» Problem statement
Return a verbatim reproduction of each line, starting at the line with "of the stone" and ending at the last line of the listing below.

» Exercise inputs
-- -- --

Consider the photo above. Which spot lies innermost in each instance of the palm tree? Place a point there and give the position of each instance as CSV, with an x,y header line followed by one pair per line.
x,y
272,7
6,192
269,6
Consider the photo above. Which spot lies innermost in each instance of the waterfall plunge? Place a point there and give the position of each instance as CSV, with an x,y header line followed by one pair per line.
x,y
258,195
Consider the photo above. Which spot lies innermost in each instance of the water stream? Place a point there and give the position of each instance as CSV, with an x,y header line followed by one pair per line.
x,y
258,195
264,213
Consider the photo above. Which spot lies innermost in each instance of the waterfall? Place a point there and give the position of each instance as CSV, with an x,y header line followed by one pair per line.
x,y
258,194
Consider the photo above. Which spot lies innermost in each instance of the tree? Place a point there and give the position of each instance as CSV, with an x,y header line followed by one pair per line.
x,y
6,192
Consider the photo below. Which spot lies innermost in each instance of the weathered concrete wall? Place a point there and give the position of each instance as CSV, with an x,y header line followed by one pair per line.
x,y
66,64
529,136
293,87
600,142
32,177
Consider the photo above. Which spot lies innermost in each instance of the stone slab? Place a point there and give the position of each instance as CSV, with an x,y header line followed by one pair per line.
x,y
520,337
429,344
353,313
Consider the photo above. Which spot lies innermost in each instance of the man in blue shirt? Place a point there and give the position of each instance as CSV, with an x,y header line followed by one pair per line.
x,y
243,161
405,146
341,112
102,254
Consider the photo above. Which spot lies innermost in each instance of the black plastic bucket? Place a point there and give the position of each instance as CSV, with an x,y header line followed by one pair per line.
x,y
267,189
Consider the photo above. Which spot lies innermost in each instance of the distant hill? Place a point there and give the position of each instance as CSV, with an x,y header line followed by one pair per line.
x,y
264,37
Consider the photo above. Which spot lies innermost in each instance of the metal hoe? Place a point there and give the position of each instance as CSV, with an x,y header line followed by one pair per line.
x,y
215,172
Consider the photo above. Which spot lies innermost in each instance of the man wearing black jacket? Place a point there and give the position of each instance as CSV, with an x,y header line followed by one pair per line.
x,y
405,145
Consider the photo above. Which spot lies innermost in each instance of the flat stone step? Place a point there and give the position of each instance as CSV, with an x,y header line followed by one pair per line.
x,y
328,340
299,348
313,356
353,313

-- -- --

» Finished exercise
Consider the photo above. Which spot lies innermost in each instance of the stone slab? Place a point there and give the position of each instance as CSV, with an x,y header line followed by one pair per line.
x,y
520,337
429,344
353,313
Consider the photo above. Which spot lies innermost in each instance of the man in blue shirt? Place a point there and give the position of each instance as CSV, with an x,y header line followed by one pair per line.
x,y
243,161
405,146
341,112
102,254
Consider the photo above. Which spot lies innermost in each instance of the black plastic bucket? Place a point there and give the position of each instance as CSV, with an x,y header line followed by one pair per line.
x,y
267,189
Consider the photo above. Which spot lies innermost in each instance of the distant hill? Place a point there and give the position of each instance as CSV, with an x,y header line followed by one pair per line.
x,y
264,37
Consider the photo above. Which spot lies innermost in each instance of the metal hoe? Place a point there and give the position of each instance as CSV, with an x,y header line followed by one pair per line.
x,y
215,172
Consider the photo above. Which spot lies innermost in each instance of the man wearing black jacket? Place a point there and give the position of each instance as CSV, with an x,y header line followed by one pair per line.
x,y
405,145
Consider the photo above. Which spot lies innermost in each instance of the flat stone step? Place a point there and give the position of each instance as CSV, with an x,y header line followed by one pair per line.
x,y
328,340
299,348
313,356
353,313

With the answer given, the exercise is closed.